Записи для определения местоположения:
________________
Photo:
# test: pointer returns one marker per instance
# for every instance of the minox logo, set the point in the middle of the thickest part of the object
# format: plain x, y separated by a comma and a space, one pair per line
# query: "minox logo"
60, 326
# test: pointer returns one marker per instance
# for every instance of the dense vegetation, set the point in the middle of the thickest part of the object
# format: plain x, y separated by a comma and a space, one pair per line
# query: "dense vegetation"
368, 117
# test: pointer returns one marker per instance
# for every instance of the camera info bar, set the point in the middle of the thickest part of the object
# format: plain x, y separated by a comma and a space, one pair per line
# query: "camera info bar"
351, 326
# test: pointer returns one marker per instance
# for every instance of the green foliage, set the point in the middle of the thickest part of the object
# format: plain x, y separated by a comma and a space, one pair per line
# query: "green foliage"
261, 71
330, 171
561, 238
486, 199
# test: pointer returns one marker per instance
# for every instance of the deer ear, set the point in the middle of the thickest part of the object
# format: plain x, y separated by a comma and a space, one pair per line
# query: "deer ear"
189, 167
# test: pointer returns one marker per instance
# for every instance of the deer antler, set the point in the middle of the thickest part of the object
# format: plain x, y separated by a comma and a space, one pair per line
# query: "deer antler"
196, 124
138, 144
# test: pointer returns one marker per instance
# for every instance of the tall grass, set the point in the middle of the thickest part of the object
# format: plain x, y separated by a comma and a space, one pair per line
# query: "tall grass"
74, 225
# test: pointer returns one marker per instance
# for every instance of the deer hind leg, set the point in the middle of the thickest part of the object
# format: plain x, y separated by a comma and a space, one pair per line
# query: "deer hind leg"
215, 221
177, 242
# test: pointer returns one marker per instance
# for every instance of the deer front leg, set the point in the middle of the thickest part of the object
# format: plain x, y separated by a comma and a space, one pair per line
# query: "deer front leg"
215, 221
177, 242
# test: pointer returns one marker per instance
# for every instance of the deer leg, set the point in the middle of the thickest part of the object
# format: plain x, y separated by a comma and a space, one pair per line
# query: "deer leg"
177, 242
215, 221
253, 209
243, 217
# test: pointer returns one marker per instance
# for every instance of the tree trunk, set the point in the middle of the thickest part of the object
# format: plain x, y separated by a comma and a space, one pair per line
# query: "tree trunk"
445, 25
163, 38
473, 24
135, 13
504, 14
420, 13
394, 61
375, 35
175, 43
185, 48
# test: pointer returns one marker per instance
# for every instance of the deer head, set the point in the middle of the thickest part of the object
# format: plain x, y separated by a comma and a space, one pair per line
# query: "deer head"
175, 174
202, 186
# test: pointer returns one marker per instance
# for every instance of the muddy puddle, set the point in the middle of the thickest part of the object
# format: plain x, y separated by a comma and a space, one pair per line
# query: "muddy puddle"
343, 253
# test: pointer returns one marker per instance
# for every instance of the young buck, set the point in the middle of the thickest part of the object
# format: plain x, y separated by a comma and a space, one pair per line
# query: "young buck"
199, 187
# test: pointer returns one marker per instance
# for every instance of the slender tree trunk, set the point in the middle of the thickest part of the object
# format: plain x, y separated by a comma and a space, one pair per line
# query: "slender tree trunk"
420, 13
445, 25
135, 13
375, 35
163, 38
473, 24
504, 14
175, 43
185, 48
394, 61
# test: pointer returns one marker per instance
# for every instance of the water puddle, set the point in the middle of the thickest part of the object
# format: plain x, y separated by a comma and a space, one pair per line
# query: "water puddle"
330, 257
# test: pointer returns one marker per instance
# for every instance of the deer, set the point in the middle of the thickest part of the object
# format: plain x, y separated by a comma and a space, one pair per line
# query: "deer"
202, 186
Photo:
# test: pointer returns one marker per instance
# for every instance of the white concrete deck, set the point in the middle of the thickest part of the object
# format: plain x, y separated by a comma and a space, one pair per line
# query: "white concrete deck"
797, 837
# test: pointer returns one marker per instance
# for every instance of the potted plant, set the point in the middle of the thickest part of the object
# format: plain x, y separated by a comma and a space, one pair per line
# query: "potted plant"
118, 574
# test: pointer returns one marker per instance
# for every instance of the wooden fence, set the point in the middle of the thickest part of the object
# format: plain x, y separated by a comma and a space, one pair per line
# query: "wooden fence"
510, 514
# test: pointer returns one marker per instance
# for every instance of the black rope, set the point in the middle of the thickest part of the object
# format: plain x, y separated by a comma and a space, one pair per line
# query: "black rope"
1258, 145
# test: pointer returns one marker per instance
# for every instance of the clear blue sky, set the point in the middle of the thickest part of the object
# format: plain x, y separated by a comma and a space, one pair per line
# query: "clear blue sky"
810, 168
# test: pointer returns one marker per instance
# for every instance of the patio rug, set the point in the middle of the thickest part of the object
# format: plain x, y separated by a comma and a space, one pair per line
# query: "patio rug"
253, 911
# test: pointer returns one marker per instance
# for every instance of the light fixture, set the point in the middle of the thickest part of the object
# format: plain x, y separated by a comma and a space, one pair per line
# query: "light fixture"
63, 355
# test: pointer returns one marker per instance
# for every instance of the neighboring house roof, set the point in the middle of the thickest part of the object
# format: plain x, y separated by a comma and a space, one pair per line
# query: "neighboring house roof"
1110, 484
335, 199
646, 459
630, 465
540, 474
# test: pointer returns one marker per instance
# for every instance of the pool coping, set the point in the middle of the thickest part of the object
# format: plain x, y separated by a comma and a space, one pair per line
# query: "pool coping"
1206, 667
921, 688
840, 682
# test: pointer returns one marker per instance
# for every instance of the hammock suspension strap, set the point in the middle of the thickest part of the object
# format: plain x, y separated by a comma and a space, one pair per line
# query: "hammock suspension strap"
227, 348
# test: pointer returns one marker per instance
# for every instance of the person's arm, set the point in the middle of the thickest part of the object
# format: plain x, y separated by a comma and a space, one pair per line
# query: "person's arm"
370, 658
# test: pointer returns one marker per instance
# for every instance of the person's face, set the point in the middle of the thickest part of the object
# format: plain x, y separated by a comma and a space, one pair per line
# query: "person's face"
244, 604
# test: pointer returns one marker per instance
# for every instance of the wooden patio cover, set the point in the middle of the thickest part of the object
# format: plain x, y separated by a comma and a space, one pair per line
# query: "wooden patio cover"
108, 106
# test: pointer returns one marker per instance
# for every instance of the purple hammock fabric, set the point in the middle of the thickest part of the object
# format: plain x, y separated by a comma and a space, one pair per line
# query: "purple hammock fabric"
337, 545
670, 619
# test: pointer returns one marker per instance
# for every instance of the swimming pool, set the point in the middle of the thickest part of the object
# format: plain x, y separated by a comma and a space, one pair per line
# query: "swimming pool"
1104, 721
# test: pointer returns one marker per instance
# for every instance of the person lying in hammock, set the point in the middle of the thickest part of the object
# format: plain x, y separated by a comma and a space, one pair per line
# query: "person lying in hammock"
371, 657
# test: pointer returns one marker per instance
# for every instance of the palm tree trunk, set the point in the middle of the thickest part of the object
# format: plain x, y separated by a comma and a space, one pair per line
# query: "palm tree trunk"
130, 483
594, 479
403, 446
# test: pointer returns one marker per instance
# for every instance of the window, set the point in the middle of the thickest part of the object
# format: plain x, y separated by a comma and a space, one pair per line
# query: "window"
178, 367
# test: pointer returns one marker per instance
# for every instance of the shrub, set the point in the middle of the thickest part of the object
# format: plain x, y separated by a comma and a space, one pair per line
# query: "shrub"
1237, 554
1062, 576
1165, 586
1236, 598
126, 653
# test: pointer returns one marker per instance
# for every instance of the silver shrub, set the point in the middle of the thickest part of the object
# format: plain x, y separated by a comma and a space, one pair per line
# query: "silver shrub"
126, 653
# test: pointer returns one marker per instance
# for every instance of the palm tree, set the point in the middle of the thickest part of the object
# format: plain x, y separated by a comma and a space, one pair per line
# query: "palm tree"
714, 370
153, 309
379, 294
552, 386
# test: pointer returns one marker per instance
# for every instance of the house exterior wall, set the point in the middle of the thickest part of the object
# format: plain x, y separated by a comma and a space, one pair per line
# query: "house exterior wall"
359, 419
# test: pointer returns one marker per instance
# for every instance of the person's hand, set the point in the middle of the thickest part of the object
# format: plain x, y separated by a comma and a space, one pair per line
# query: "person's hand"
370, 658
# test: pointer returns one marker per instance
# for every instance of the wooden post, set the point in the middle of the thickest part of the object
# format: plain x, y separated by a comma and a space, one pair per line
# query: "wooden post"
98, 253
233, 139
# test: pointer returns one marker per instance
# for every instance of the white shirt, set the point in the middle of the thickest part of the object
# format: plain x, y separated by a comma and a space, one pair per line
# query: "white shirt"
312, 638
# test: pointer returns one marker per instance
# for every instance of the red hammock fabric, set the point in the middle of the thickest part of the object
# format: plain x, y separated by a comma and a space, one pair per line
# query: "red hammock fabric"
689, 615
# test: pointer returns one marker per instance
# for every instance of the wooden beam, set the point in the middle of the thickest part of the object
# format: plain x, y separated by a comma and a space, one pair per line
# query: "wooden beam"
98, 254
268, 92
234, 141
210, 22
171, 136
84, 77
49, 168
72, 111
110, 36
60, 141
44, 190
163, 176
________________
УСЛОВИЕ ЗАДАНИЯ: Подсчитайте строки записей, в которых встречается строка "rope", с учетом регистра. Ответ дайте одним числом.

РЕЗУЛЬТАТ: 2